• _Instructions_
**a)** What names does the pipeline notebook give to the steps inside its two Pipeline definitions?
**b)** Translate this sentence from the pipeline notebook into Spanish: "The pipeline contains functions that will be used to transform the dataset."
**c)** In the pipeline notebook, return the part from "(87751, 31)" up to and including "for categorical, theOneHotEncoder.".

• _Reading text_
============================================================
In this module, we perform the following steps:

1. 

### 1 - Load Data

Here, we import the testing set created in Module00_Data.


In [None]:
import pandas as pd

url_test = "https://drive.google.com/file/d/1v4FqKwt7NzG5RM6d9f1y7CLIdKq69jSS/view?usp=sharing"
path_test = "https://drive.google.com/uc?export=download&id="+url_test.split("/")[-2]
test = pd.read_csv(path_test)
test.shape

(87751, 31)

In [None]:
test_set = test.drop("default", axis=1) # drop targets for test set
test_target = test["default"].copy()

### 2 - Pipeline

The pipeline contains functions that will be used to transform the dataset. For the numeric attributes, the stardardization is performed by the StandardScaler. For ordinal attributes, variables are encoded by the OrdinalEncoder, and for categorical, theOneHotEncoder. 

In [None]:
from sklearn.pipeline import Pipeline
from sklearn.preprocessing import StandardScaler
from sklearn.impute import SimpleImputer


num_pipeline = Pipeline([
        ("num_imputer", SimpleImputer(strategy="median")),
        ("std_scaler", StandardScaler()),
    ])

In [None]:
from sklearn.pipeline import Pipeline
from sklearn.preprocessing import OrdinalEncoder

ord_pipeline = Pipeline([
        ("ord_imputer", SimpleImputer(strategy="most_frequent")),
        ("ord_encoder", OrdinalEncoder()),
    ])
============================================================
• _Recorded information_
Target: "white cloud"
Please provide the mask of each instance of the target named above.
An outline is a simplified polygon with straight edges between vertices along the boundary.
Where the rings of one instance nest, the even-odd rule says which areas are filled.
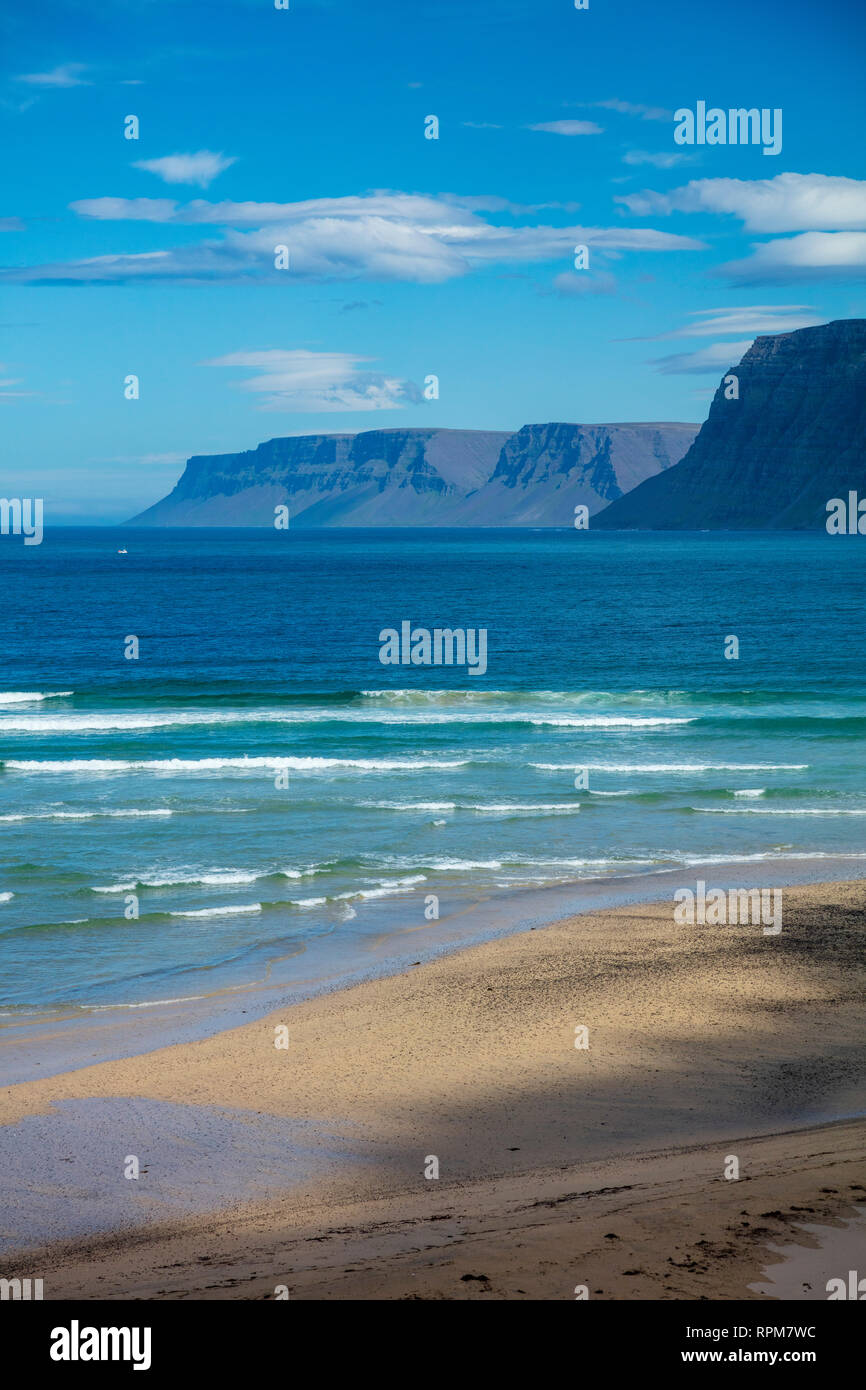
============================================================
• _Results in order_
**a)** num_imputer, std_scaler, ord_imputer, ord_encoder

**b)** El pipeline contiene funciones que se utilizarán para transformar el conjunto de datos.

**c)**
(87751, 31)

In [None]:
test_set = test.drop("default", axis=1) # drop targets for test set
test_target = test["default"].copy()

### 2 - Pipeline

The pipeline contains functions that will be used to transform the dataset. For the numeric attributes, the stardardization is performed by the StandardScaler. For ordinal attributes, variables are encoded by the OrdinalEncoder, and for categorical, theOneHotEncoder.